Source document section start

Didn’t want to write today

But alas here I am. Therapy. No drugs. No meds. No alcohol. Just taking it straight on the chin. Meeting it head on.

I didn’t have a journal entry for Saturday 10 September. I had posted early on Friday 9 September then headed back to Houston from Oklahoma. Turns out Emily and I met for dinner last Friday. It was unplanned. I got back home nearly 6:30 pm and she did ask I text her upon arrival. The stars just lined up perfectly in the form of both of us just feeling lonely. We had a nice dinner but I left back home early. It seemed like dinner with a friend, sadly enough. We kept our distance even though we sat on the same side of the booth. We departed early.

The next evening we agreed to meet for dinner again. In a nice restaurant near the water. Emily talked and talked. So much she had to say. I noticed her “5 Love Languages” book. Interestingly, we never uttered a word about it.

I decided earlier in the evening to get a room. It’s customary. Very normal. In the past, we’d have a Saturday date and I would stay the night at a hotel. The next morning we’d meet for breakfast.

Source document section end
Supplied material section start

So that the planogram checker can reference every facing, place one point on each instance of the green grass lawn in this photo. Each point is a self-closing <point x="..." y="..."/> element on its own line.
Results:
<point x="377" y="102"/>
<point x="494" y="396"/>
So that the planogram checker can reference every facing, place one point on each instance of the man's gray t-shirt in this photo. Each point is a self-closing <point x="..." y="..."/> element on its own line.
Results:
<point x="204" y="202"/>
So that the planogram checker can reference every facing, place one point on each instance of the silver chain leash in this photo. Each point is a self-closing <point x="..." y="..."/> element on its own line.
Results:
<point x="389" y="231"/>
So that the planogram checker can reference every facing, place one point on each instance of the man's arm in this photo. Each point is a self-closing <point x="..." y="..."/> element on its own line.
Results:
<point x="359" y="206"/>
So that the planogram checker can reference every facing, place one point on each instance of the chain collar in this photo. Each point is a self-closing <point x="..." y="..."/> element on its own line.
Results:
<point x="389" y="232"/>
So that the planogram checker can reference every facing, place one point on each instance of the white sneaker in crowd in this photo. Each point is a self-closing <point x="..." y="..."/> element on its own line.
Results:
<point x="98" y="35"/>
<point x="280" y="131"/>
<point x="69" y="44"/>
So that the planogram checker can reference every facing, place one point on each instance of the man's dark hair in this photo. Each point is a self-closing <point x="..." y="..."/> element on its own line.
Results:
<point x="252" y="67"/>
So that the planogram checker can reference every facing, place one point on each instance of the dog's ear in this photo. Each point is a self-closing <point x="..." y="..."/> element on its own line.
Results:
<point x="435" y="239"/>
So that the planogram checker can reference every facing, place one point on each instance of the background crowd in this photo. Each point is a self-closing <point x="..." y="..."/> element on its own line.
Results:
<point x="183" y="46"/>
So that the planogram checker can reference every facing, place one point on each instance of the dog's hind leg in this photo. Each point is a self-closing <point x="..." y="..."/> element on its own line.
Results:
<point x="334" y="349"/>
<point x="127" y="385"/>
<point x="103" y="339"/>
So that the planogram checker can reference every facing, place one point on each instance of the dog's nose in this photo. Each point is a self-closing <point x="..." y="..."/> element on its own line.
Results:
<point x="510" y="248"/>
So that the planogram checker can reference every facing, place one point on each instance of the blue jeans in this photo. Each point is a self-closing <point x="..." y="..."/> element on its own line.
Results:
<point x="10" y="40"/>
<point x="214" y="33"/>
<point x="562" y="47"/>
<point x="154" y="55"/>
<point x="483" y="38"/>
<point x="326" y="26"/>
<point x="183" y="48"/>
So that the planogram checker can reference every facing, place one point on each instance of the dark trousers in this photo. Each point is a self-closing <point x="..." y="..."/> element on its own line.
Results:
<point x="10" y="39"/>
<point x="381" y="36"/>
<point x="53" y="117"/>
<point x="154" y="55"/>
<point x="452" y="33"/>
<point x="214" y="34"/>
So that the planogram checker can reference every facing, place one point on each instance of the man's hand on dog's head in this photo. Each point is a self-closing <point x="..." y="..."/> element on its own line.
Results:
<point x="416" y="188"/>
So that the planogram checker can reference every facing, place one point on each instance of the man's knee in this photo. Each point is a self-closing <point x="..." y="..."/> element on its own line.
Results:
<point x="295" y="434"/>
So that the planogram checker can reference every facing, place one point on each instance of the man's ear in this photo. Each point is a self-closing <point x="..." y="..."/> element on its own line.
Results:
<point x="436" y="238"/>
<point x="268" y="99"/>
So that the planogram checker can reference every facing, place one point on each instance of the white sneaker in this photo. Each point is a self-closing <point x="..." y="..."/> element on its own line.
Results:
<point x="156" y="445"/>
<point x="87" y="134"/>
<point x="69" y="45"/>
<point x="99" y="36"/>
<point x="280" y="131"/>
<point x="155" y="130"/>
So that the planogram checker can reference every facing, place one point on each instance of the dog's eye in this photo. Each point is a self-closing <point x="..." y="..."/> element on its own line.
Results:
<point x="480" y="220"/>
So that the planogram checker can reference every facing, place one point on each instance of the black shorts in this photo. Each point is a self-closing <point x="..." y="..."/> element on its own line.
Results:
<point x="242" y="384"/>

Supplied material section end

◆ Exercise: Repeat word for word the part of the journal entry that opens with "But alas here" and closes with "We departed early.". These items have nothing to do with the journal entry.

◆ Response to this exercise:
But alas here I am. Therapy. No drugs. No meds. No alcohol. Just taking it straight on the chin. Meeting it head on.

I didn’t have a journal entry for Saturday 10 September. I had posted early on Friday 9 September then headed back to Houston from Oklahoma. Turns out Emily and I met for dinner last Friday. It was unplanned. I got back home nearly 6:30 pm and she did ask I text her upon arrival. The stars just lined up perfectly in the form of both of us just feeling lonely. We had a nice dinner but I left back home early. It seemed like dinner with a friend, sadly enough. We kept our distance even though we sat on the same side of the booth. We departed early.